**Extracto**

Impresionan sus calles rectas y larguísimas, sus palacios y ese aspecto de ciudad reconstruida y revivida tras una catástrofe. Incluso la arenilla negra que lo invade todo la enmarca y le da un aspecto único.
El malestar durante toda la travesía, que me he pasado con fiebre y la mayor parte del tiempo durmiendo, me ha impedido prepararme para Catania. Así que me pilla de sorpresa esta pequeña joya siciliana. Sobre la marcha leo las tres o cuatro cosas básicas y nos lanzamos a explorarla como siempre hacemos, callejeando sin rumbo fijo, con ideas vagas de cómo se organiza la ciudad y hacia dónde quedan las “cosas que hay que ver” . Y con Google Maps como ayuda. De las “cosas que hay que ver” nos dejamos unas cuantas, como el teatro romano, el castillo Ursino, interiores de iglesias, o los jardines de Villa Bellini: aún no tengo fuerzas suficientes para dedicar demasiadas horas a la visita, la tos me hace ahogarme y me duele todo el cuerpo.
Y el Etna. Cuando salimos de casa, subir al Etna era una de las etapas obligadas de nuestro viaje. Resignados, lo dejamos para el año que viene y me prometo estudiar alternativas, porque el exceso de oferta megaturistica de visitas organizadas que vislumbro durante el paseo me quita las ganas.

**Problema 1**
En el extracto sobre Catania, ¿qué herramienta usan como ayuda mientras callejean por la ciudad?
**Problema 2**
Reproduce literalmente el pasaje del extracto sobre Catania que comienza en "Impresionan sus calles" y sigue hasta "un aspecto único.".

**Segmento de datos**
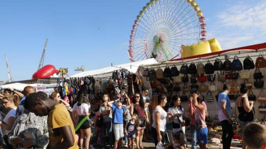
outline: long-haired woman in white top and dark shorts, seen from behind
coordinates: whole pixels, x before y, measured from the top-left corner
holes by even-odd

**Solución del ejercicio 1**
Google Maps.

**Solución del ejercicio 2**
Impresionan sus calles rectas y larguísimas, sus palacios y ese aspecto de ciudad reconstruida y revivida tras una catástrofe. Incluso la arenilla negra que lo invade todo la enmarca y le da un aspecto único.